▶ SHORT TASK
Lay out the listing below as a numbered list, leaving out blank lines. Begin at its first line and stop after the line that contains "x=213, y=290", and omit the pictures from your answer.

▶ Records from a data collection
▽
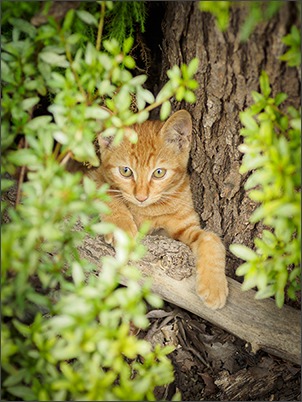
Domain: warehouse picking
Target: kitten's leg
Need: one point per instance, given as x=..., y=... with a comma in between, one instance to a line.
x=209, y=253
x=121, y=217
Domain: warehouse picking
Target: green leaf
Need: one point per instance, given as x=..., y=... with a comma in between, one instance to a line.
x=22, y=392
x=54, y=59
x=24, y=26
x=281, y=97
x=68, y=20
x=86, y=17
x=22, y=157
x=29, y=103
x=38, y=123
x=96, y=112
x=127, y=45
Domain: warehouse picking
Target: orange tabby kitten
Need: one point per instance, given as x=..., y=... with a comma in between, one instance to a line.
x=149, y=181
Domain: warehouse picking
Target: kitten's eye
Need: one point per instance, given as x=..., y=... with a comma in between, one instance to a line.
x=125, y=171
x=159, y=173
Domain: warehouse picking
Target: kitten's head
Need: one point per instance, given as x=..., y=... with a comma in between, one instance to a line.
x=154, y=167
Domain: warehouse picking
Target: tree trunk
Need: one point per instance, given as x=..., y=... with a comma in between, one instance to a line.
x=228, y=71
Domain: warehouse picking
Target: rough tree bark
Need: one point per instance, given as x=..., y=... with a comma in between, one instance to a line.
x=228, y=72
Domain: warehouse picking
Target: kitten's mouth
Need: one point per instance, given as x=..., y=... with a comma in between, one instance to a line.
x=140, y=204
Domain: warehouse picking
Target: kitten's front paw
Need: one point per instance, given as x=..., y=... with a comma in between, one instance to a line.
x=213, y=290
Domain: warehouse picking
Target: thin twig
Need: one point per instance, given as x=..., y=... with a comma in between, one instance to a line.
△
▶ TASK ANSWER
1. Domain: warehouse picking
2. Target: kitten's leg
3. Need: one point per instance, given as x=..., y=... with a comma in between, one instance to a line.
4. x=209, y=253
5. x=121, y=217
6. Domain: warehouse picking
7. Target: green leaf
8. Need: one point per instance, given as x=..., y=... with a comma in between, one instance to a line.
9. x=22, y=392
10. x=54, y=59
11. x=24, y=26
12. x=281, y=97
13. x=68, y=20
14. x=86, y=17
15. x=22, y=157
16. x=29, y=103
17. x=38, y=123
18. x=96, y=112
19. x=127, y=45
20. Domain: warehouse picking
21. Target: orange tabby kitten
22. Need: one point per instance, given as x=..., y=... with a comma in between, one instance to a line.
23. x=149, y=181
24. Domain: warehouse picking
25. Target: kitten's eye
26. Need: one point per instance, given as x=..., y=... with a comma in between, one instance to a line.
27. x=125, y=171
28. x=159, y=173
29. Domain: warehouse picking
30. Target: kitten's head
31. Need: one point per instance, given as x=..., y=... with a comma in between, one instance to a line.
32. x=154, y=167
33. Domain: warehouse picking
34. Target: tree trunk
35. Need: one point per instance, given as x=..., y=... with a comma in between, one instance to a line.
36. x=228, y=71
37. Domain: warehouse picking
38. Target: rough tree bark
39. Need: one point per instance, given as x=..., y=... with a comma in between, one instance to a line.
40. x=228, y=72
41. Domain: warehouse picking
42. Target: kitten's mouth
43. Need: one point per instance, given as x=..., y=... with a comma in between, one instance to a line.
44. x=140, y=204
45. Domain: warehouse picking
46. Target: kitten's front paw
47. Need: one point per instance, given as x=..., y=... with a comma in between, one instance to a line.
48. x=213, y=290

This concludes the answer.